本文ブロック ->
今回のLoRaWANソリューションについて、IIJ・齋藤氏は3つの想定利用例を挙げた。1つはスマート農業。これについてはIIJが既に2017年から静岡県にて実証実験を行っている。

IIJが取り組んだスマート農業の実証実験

この実証実験では水田センサーと自動給水弁を開発し、kiwitecの開発したLoRaWANゲートウェイを介してセンサーデータをクラウドと送受信させ、自動給水弁の制御も行ったそうだ。

2つ目は飲食店やスーパーマーケットでの利用。2020年6月からHACCP(Hazard Analysis Critical Control Point。食品の衛生管理手順を可視化し、大規模に管理する方法のこと)が義務化され、特に飲食店やスーパーマーケットなどでは温度管理が必要とされる。そこで大型店舗内での複数の温度センサーを利用した大規模な管理に、LoRaWANゲートウェイが活用されることを見込んでいるという。

IIJ・齋藤氏は「店舗だけではなく、例えば冷蔵冷凍車のような食品流通の場面でも利用が想定される」と述べる。金属に覆われているコンテナを持つ冷凍車では、コンテナに温度センサーを設置しても、Wi-FiやBluetoothを利用した通信ではデータの送受信が困難だった。
これにLoRaWANを使うことで、従来通信が難しいと思われた金属コンテナ内でもセンシングすることが出来るようになるという。

3つ目はスマートビルディング。少数のゲートウェイでビル1棟全体のセンサーをカバーし、多数の会議室・トイレの可視化を行うようになるという。

kiwitec・代表取締役社長のピーター・リン氏

kiwitec・代表取締役社長のピーター・リン氏は、店舗でのLoRaWANゲートウェイ活用について「これまでの店舗におけるセンシングではWi-Fiの利用や、それぞれのセンサーにSIMカードを付けて発信するという方法などを取ってきたが、それではコストパフォーマンスが悪い。LoRaWANゲートウェイなら1台で店舗内の複数のセンサーに対応できる。」と付け加えた。

短い問題 ->
LoRaWANの利用例を述べた文章のうち、「今回のLoRaWANソリュー」から始まり「とが出来るようになるという。」で終わる部分を、一字も変えずに書き写せ。

提供データ ->
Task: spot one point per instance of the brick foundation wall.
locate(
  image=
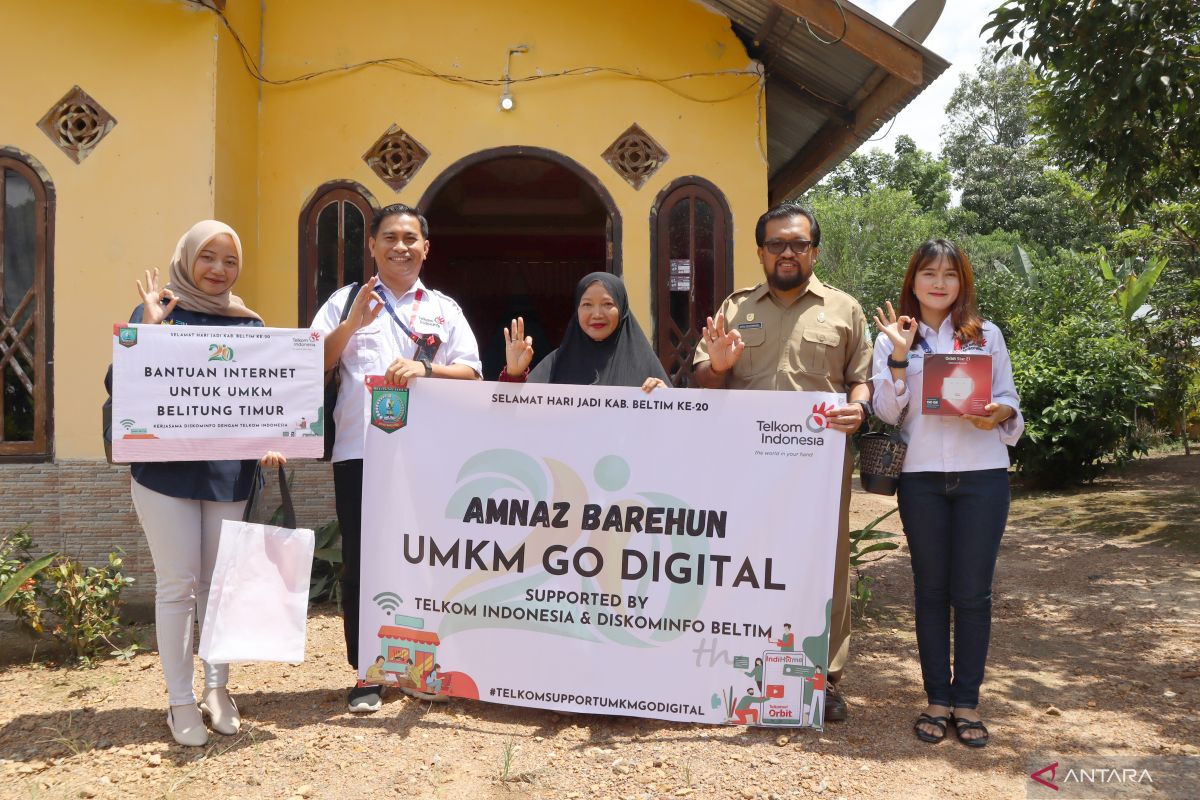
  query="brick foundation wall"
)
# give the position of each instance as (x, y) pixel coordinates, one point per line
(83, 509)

...

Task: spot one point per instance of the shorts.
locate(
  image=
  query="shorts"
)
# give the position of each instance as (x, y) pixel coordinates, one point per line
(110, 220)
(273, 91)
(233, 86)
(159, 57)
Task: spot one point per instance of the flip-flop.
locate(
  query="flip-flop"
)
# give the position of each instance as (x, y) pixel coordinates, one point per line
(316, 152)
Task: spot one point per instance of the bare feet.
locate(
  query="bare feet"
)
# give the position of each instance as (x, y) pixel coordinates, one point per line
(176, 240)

解答は以下 ->
今回のLoRaWANソリューションについて、IIJ・齋藤氏は3つの想定利用例を挙げた。1つはスマート農業。これについてはIIJが既に2017年から静岡県にて実証実験を行っている。

IIJが取り組んだスマート農業の実証実験

この実証実験では水田センサーと自動給水弁を開発し、kiwitecの開発したLoRaWANゲートウェイを介してセンサーデータをクラウドと送受信させ、自動給水弁の制御も行ったそうだ。

2つ目は飲食店やスーパーマーケットでの利用。2020年6月からHACCP(Hazard Analysis Critical Control Point。食品の衛生管理手順を可視化し、大規模に管理する方法のこと)が義務化され、特に飲食店やスーパーマーケットなどでは温度管理が必要とされる。そこで大型店舗内での複数の温度センサーを利用した大規模な管理に、LoRaWANゲートウェイが活用されることを見込んでいるという。

IIJ・齋藤氏は「店舗だけではなく、例えば冷蔵冷凍車のような食品流通の場面でも利用が想定される」と述べる。金属に覆われているコンテナを持つ冷凍車では、コンテナに温度センサーを設置しても、Wi-FiやBluetoothを利用した通信ではデータの送受信が困難だった。
これにLoRaWANを使うことで、従来通信が難しいと思われた金属コンテナ内でもセンシングすることが出来るようになるという。